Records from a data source
..............................
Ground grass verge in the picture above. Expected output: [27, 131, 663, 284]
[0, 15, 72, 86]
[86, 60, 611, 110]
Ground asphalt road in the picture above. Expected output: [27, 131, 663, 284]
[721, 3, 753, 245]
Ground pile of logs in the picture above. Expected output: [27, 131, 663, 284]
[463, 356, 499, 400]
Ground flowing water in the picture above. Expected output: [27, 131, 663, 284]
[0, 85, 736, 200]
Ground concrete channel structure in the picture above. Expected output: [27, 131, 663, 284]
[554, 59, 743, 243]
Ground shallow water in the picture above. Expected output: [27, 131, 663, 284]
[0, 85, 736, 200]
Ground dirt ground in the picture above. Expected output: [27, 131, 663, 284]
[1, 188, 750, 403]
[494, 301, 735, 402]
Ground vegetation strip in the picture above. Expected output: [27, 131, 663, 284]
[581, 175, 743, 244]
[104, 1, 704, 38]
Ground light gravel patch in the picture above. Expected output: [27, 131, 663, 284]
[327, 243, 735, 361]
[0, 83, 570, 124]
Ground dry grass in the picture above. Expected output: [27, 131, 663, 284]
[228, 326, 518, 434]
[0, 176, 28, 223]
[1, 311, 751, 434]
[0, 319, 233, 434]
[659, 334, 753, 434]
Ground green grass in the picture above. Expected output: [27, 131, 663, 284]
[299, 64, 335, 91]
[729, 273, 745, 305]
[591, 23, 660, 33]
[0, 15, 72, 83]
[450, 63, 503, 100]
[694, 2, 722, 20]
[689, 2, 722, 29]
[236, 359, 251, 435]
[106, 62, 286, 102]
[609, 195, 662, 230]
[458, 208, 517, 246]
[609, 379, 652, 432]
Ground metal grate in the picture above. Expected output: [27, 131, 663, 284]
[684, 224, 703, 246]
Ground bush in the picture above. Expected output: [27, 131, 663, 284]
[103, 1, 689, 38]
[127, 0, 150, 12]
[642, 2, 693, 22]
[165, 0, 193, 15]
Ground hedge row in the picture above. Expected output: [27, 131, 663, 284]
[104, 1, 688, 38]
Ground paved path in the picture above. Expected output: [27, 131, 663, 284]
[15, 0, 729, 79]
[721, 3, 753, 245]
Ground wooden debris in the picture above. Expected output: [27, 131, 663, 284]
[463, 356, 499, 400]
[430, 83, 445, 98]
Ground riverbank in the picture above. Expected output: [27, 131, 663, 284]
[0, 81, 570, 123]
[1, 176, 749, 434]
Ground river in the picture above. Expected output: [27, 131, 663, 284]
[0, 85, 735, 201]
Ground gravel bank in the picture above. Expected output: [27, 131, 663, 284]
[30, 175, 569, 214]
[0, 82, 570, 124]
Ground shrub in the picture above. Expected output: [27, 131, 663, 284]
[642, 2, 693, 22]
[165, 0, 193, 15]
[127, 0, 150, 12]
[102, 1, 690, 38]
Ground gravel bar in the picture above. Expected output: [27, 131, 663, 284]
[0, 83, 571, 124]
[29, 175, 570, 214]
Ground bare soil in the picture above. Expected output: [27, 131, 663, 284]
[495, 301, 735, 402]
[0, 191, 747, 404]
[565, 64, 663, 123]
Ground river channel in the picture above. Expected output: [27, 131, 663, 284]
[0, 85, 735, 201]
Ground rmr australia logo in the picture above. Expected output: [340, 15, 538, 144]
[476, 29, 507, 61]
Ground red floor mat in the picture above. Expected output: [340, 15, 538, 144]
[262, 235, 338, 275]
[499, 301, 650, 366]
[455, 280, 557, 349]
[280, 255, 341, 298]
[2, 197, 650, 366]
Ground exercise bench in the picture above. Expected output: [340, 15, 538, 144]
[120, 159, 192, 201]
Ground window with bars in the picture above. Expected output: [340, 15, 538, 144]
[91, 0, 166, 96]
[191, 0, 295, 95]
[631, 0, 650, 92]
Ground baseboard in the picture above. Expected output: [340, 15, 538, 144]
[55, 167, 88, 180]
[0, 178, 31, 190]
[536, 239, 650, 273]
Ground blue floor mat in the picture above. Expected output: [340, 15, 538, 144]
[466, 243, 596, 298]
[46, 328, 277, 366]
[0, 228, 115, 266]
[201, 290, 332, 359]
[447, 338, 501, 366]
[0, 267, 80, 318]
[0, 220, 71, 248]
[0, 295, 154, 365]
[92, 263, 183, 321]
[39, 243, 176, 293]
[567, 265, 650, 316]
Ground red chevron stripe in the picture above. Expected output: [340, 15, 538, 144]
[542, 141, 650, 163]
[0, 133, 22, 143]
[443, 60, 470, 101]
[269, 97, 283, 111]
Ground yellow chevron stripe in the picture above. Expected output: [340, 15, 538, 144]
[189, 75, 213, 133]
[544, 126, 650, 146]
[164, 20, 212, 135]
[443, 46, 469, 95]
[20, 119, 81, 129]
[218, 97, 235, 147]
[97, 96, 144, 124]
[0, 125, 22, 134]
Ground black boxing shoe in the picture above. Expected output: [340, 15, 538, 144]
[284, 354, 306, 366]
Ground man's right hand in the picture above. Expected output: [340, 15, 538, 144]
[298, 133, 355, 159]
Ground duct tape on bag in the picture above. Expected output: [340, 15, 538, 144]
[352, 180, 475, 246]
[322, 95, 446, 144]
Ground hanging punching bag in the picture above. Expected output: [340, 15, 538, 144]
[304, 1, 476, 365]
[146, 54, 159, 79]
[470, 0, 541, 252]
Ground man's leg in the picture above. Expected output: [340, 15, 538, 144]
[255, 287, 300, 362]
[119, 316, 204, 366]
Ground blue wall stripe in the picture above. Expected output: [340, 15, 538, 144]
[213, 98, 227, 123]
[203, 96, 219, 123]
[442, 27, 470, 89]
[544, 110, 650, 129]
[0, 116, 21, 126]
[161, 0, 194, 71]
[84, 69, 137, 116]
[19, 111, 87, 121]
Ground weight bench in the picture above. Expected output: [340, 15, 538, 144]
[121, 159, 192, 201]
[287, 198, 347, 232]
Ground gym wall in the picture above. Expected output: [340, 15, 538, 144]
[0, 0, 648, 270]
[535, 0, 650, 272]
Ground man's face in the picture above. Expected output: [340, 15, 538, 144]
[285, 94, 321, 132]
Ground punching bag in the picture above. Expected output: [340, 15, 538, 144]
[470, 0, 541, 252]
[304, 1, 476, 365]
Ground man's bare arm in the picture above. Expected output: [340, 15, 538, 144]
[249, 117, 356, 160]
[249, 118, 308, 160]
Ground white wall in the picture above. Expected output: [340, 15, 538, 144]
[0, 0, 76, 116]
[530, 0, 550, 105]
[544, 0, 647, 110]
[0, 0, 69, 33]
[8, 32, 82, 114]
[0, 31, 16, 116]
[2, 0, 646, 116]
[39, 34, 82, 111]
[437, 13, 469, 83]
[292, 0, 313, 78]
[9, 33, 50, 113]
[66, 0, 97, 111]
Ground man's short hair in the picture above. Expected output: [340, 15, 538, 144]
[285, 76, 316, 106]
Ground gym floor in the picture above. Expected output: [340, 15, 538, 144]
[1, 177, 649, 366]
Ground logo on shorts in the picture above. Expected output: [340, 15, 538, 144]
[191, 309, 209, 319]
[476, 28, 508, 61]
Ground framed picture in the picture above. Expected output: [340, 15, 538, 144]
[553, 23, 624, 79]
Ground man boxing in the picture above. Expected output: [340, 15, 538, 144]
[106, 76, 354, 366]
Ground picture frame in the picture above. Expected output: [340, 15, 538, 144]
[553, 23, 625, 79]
..............................
[TASK STATEMENT]:
Retype the records above in full, exactly.

[EXPECTED ANSWER]:
Ground grass verge in the picture above. Expected output: [27, 131, 663, 284]
[0, 15, 72, 86]
[86, 60, 611, 110]
Ground asphalt road in the picture above. Expected output: [27, 131, 663, 284]
[721, 3, 753, 245]
Ground pile of logs in the picture above. Expected output: [27, 131, 663, 284]
[463, 356, 499, 400]
Ground flowing water in the picture above. Expected output: [27, 131, 663, 284]
[0, 85, 736, 200]
Ground concrete channel structure in the picture above. Expected output: [27, 131, 663, 284]
[554, 59, 743, 243]
Ground shallow water in the picture above. Expected output: [27, 131, 663, 284]
[0, 85, 736, 200]
Ground dirt ground in the picture above. Expected output: [27, 131, 663, 284]
[1, 188, 750, 403]
[494, 301, 735, 402]
Ground vegetation strip in the picture above. Expected output: [27, 131, 663, 284]
[581, 175, 743, 244]
[104, 1, 704, 38]
Ground light gravel patch in the picture above. Expected output: [27, 131, 663, 284]
[327, 243, 735, 361]
[0, 83, 570, 124]
Ground dry grass in the picture above. Expected output: [27, 131, 663, 284]
[228, 326, 518, 434]
[0, 176, 28, 223]
[1, 311, 751, 434]
[0, 319, 233, 434]
[659, 334, 753, 434]
Ground green grass in the picture above. Expected output: [27, 131, 663, 284]
[299, 64, 335, 91]
[729, 273, 745, 305]
[591, 23, 660, 33]
[0, 15, 72, 83]
[450, 63, 503, 100]
[694, 2, 722, 20]
[689, 2, 722, 29]
[236, 359, 251, 435]
[106, 62, 286, 102]
[609, 195, 662, 230]
[458, 208, 517, 246]
[609, 379, 652, 432]
Ground metal grate in the picture above. Expected output: [27, 131, 663, 284]
[684, 224, 703, 246]
Ground bush in the picture above. Expected output: [27, 131, 663, 284]
[103, 1, 689, 38]
[127, 0, 150, 12]
[642, 2, 693, 22]
[165, 0, 193, 15]
Ground hedge row in the picture above. Expected output: [27, 131, 663, 284]
[104, 1, 688, 38]
Ground paved path in the picture above. Expected output: [27, 131, 663, 284]
[15, 0, 729, 79]
[721, 3, 753, 245]
Ground wooden debris in the picture above. Expected output: [27, 131, 663, 284]
[463, 356, 499, 400]
[430, 83, 445, 98]
Ground riverbank in the picture above. Expected output: [27, 131, 663, 284]
[0, 81, 570, 123]
[1, 176, 749, 434]
Ground river in the picture above. Expected output: [27, 131, 663, 284]
[0, 85, 735, 201]
Ground gravel bank in the picture above. Expected output: [27, 131, 663, 284]
[30, 175, 569, 214]
[0, 82, 570, 124]
Ground shrub in the picture above. Expected output: [27, 131, 663, 284]
[642, 2, 693, 22]
[165, 0, 193, 15]
[127, 0, 150, 12]
[102, 1, 690, 38]
Ground gravel bar in the picture above. Expected output: [27, 131, 663, 284]
[0, 83, 571, 124]
[29, 175, 570, 214]
Ground bare soil in the picture above. Expected output: [27, 131, 663, 284]
[495, 301, 735, 402]
[0, 191, 747, 404]
[565, 64, 663, 123]
Ground river channel in the picture above. Expected output: [27, 131, 663, 284]
[0, 85, 735, 201]
Ground rmr australia logo in the picture above. Expected output: [340, 15, 538, 144]
[476, 29, 507, 61]
Ground red floor mat in the picture above. Expected output: [340, 15, 538, 144]
[262, 235, 338, 275]
[499, 301, 650, 366]
[455, 280, 557, 349]
[280, 255, 341, 298]
[2, 197, 650, 366]
Ground exercise bench in the picture above. Expected output: [340, 15, 538, 144]
[120, 159, 192, 201]
Ground window with bars in the picture above. Expected output: [340, 15, 538, 144]
[91, 0, 166, 96]
[191, 0, 295, 95]
[631, 0, 650, 92]
Ground baseboard in the picture above. Expected output: [340, 15, 538, 144]
[55, 167, 88, 180]
[0, 178, 31, 190]
[536, 239, 650, 273]
Ground blue floor mat in the picture above. Expected output: [340, 15, 538, 144]
[466, 243, 596, 298]
[46, 328, 277, 366]
[0, 228, 115, 266]
[201, 290, 332, 359]
[447, 338, 501, 366]
[0, 267, 80, 318]
[0, 220, 71, 248]
[0, 295, 154, 365]
[92, 263, 183, 321]
[39, 243, 176, 293]
[567, 265, 650, 316]
Ground red chevron stripe in the picture above. Expected output: [340, 15, 538, 144]
[542, 141, 650, 163]
[0, 133, 22, 143]
[443, 60, 470, 101]
[269, 97, 283, 111]
Ground yellow chevron stripe in the picture above. Expected output: [340, 15, 538, 144]
[189, 75, 213, 133]
[544, 126, 650, 146]
[164, 20, 212, 135]
[443, 46, 469, 95]
[20, 119, 81, 129]
[218, 97, 235, 147]
[97, 96, 144, 124]
[0, 125, 22, 134]
Ground black boxing shoe in the picture above. Expected output: [340, 15, 538, 144]
[284, 354, 306, 366]
Ground man's right hand in the picture above. Expected output: [340, 15, 538, 144]
[298, 133, 355, 159]
Ground duct tape on bag in the picture above. Expected output: [340, 15, 538, 144]
[352, 180, 475, 246]
[322, 95, 446, 144]
Ground hanging punching bag in the picture above. Expected output: [340, 15, 538, 144]
[304, 1, 476, 365]
[146, 54, 159, 79]
[470, 0, 541, 252]
Ground man's leg in the picture above. Expected output: [340, 15, 538, 144]
[255, 287, 300, 362]
[119, 316, 204, 366]
Ground blue wall stripe in the picture above. Expected output: [340, 15, 538, 144]
[213, 98, 227, 123]
[203, 96, 219, 123]
[442, 27, 470, 89]
[544, 110, 650, 129]
[0, 116, 21, 126]
[161, 0, 194, 71]
[84, 69, 137, 116]
[19, 111, 87, 121]
Ground weight bench in the picture above. Expected output: [340, 15, 538, 144]
[121, 159, 192, 201]
[287, 198, 347, 232]
Ground gym wall in the picture above. Expected output: [340, 15, 538, 144]
[0, 0, 648, 270]
[535, 0, 650, 272]
Ground man's face in the picture above. Expected output: [340, 15, 538, 144]
[285, 94, 321, 132]
Ground punching bag in the picture above. Expected output: [340, 15, 538, 144]
[470, 0, 541, 252]
[304, 1, 476, 365]
Ground man's bare arm in the picture above. Expected output: [340, 15, 538, 144]
[249, 117, 356, 160]
[249, 118, 308, 160]
Ground white wall in the picture above. Expected output: [340, 15, 538, 144]
[0, 0, 76, 116]
[530, 0, 550, 105]
[544, 0, 647, 110]
[0, 0, 69, 33]
[8, 32, 82, 114]
[0, 31, 16, 116]
[2, 0, 646, 116]
[39, 34, 82, 111]
[437, 13, 469, 83]
[292, 0, 313, 78]
[9, 33, 50, 113]
[66, 0, 97, 111]
Ground man's short hair in the picture above. Expected output: [340, 15, 538, 144]
[285, 76, 316, 106]
Ground gym floor in the picture above. Expected output: [340, 15, 538, 144]
[1, 177, 649, 366]
Ground logo on shorts in the picture above. Expected output: [340, 15, 538, 144]
[191, 309, 209, 319]
[476, 28, 508, 61]
Ground framed picture in the picture above. Expected output: [340, 15, 538, 144]
[553, 23, 624, 79]
Ground man boxing in the picture above. Expected output: [340, 15, 538, 144]
[106, 76, 354, 366]
Ground picture frame in the picture above. Expected output: [340, 15, 538, 144]
[553, 23, 625, 79]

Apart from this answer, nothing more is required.